監修者:吉川明日香(社会保険労務士・ 吉川社会保険労務士事務所)

研修を行うとき、要件を満たすと助成金を利用できる可能性があります。どのような種類の助成金があるのか、一覧で見ていきましょう。併せて各助成金について、対象となる研修や、受け取れる助成額について解説します。

研修に使える助成金一覧

「人材育成でより高度な業務に従事できる従業員を増やしたい」「リスキリングでこれからの事業展開に備えたい」などの理由で研修を実施したいと考えているなら、助成金を活用するとよいでしょう。

研修を実施するには資金が必要ですが、今ある資金のみでは不十分な場合もあります。ここで紹介する助成金を使うことで、十分な質と量の研修を実施できるかもしれません。

## [課題 1]
本文から、「監修者:吉川明日香(社会保険労務士・ 吉川社会保険労務士事務所)」から「を実施できるかもしれません。」までを一字も変えずに抜き出してください。
## [課題 2]
本文を読んで、次の問いに答えてください。
(a) 監修者の職業は何ですか。
(b) 研修を実施するのに必要だと書かれているものは何ですか。
(c) 助成金を使うと、どんな研修を実施できるかもしれないと書かれていますか。
## [課題 3]
研修に使える助成金についての本文を、最後の文のあとから続けて書いてください。
記録は本文とは別の資料です。

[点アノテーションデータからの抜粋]
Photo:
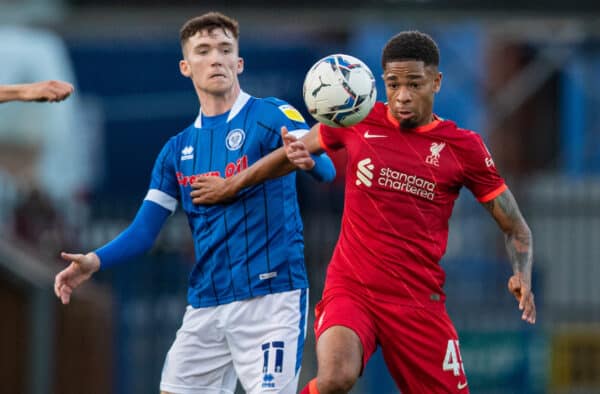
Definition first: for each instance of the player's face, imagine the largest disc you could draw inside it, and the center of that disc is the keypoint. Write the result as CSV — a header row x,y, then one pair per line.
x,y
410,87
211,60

## [回答 1]
監修者:吉川明日香(社会保険労務士・ 吉川社会保険労務士事務所)

研修を行うとき、要件を満たすと助成金を利用できる可能性があります。どのような種類の助成金があるのか、一覧で見ていきましょう。併せて各助成金について、対象となる研修や、受け取れる助成額について解説します。

研修に使える助成金一覧

「人材育成でより高度な業務に従事できる従業員を増やしたい」「リスキリングでこれからの事業展開に備えたい」などの理由で研修を実施したいと考えているなら、助成金を活用するとよいでしょう。

研修を実施するには資金が必要ですが、今ある資金のみでは不十分な場合もあります。ここで紹介する助成金を使うことで、十分な質と量の研修を実施できるかもしれません。

## [回答 2]
(a) 社会保険労務士
(b) 資金
(c) 十分な質と量の研修

## [回答 3]
助成金の種類

実施者

助成内容

人材開発支援助成金

厚生労働省

人材開発にかかる経費や訓練中の賃金をサポートする

キャリアアップ助成金

厚生労働省

非正規雇用で働く従業員の正社員化や処遇改善をサポートする

事業内スキルアップ助成金

東京しごと財団

従業員のスキルアップを目的とした自社で企画した研修を行う都内企業をサポートする

事業外スキルアップ助成金

東京しごと財団

従業員のスキルアップを目的に公開研修を利用する都内企業をサポートする

DXリスキリング助成金

東京しごと財団

自社のDXに向けて従業員のスキルアップのために研修を実施する都内企業をサポートする

育業中スキルアップ助成金

東京しごと財団

育児休業中に従業員の希望で受講するスキルアップのための研修を行う都内企業をサポートする

今回は、それぞれの助成金について、以下解説します。

人材開発支援助成金

人材開発支援助成金とは、仕事に関する技術やスキルを従業員が身につけられるよう、計画的に職業訓練を実施している企業に対して、必要な資金や訓練中の賃金をサポートする制度のことです。

ここでは6種類のコースの中から、業種や従業員の特性によらず利用できす「人材育成支援コース」「教育訓練休暇等付与コース」「人への投資促進コース」「事業展開等リスキリング支援コース」の4種類を紹介します。

参考:厚生労働省|人材開発支援助成金

関連記事:【社労士監修】人材開発支援助成金の条件は?活用事例をチェック

職務に関するスキルアップや正社員化が対象「人材育成支援コース」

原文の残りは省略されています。